▸ **Data records**:
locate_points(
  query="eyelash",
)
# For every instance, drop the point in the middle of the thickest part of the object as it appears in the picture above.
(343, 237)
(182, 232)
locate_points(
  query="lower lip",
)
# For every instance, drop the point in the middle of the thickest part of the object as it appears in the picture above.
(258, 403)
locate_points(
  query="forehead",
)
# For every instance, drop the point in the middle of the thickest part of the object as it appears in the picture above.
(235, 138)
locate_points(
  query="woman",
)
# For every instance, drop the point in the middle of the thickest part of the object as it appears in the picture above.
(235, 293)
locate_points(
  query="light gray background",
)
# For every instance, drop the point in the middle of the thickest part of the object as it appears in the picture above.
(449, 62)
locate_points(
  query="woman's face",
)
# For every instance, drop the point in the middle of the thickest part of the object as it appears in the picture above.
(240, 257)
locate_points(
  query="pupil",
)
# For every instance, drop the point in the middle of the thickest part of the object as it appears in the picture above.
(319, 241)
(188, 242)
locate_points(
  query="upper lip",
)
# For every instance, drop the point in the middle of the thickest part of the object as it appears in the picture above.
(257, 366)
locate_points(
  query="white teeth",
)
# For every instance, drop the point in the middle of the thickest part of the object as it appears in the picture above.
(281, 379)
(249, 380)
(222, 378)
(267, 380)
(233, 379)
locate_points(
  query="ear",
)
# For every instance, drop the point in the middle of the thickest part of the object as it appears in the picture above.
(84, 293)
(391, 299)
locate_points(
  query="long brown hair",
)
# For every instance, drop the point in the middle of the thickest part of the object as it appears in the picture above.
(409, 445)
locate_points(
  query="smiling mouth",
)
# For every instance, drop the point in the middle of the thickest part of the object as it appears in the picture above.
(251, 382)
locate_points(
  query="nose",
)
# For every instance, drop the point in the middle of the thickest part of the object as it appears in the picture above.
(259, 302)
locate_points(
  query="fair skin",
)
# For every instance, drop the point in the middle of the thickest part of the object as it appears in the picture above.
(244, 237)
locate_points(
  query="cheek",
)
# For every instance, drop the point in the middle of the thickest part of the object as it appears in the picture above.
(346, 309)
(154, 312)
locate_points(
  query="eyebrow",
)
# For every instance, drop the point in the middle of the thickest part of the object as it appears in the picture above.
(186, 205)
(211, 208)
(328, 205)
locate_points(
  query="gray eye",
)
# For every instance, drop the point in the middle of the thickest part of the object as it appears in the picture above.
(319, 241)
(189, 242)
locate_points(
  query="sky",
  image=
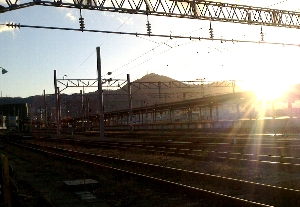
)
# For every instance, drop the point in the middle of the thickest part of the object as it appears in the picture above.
(31, 55)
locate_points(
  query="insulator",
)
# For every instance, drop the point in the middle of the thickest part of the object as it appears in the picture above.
(262, 35)
(211, 31)
(81, 23)
(148, 28)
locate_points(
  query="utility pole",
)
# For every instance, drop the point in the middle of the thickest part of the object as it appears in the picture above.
(100, 94)
(57, 105)
(129, 103)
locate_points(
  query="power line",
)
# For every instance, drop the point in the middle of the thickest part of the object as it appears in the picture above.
(154, 35)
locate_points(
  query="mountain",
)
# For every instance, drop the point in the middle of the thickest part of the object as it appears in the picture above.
(148, 90)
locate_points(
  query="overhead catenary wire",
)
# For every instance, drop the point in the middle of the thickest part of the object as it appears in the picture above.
(101, 44)
(154, 35)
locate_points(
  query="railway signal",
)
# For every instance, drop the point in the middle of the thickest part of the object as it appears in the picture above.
(3, 70)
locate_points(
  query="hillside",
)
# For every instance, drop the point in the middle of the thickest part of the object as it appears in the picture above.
(150, 89)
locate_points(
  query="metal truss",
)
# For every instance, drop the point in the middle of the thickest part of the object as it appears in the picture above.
(182, 84)
(190, 9)
(63, 84)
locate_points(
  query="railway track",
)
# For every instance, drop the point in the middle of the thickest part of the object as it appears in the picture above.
(238, 192)
(200, 151)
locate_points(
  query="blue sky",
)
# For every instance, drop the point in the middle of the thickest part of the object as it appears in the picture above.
(31, 55)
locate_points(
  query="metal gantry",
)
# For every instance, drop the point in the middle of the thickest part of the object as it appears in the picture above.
(190, 9)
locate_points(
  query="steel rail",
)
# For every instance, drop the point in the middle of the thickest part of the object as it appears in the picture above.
(188, 190)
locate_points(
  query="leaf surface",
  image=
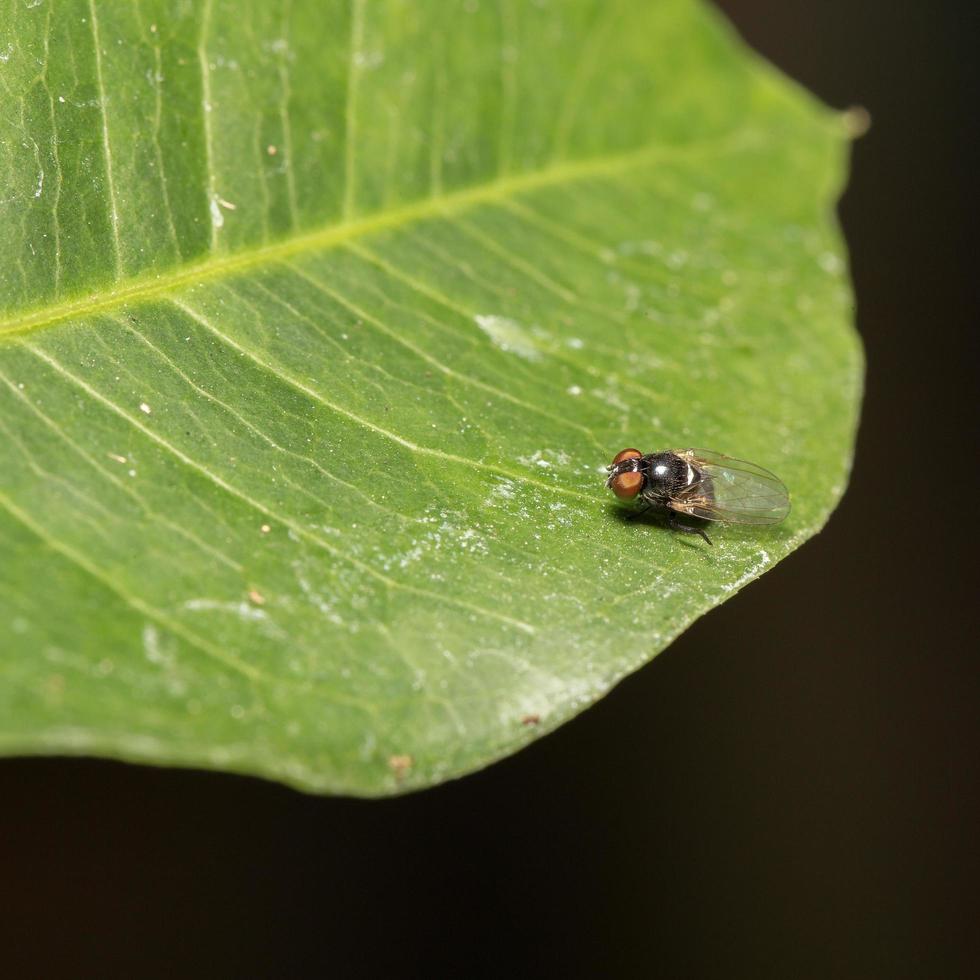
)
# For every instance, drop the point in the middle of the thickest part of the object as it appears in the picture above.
(318, 322)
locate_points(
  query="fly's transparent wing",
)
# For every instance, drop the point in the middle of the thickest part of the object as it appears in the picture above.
(731, 490)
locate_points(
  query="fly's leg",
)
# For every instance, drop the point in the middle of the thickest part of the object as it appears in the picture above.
(675, 525)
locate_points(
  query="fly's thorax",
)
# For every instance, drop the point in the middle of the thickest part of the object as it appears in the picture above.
(667, 474)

▸ **Work required**: Which lines in the material contain the word "metal"? Pull each of them out.

▸ **Output for this exercise**:
  query="metal truss",
  query="metal gantry",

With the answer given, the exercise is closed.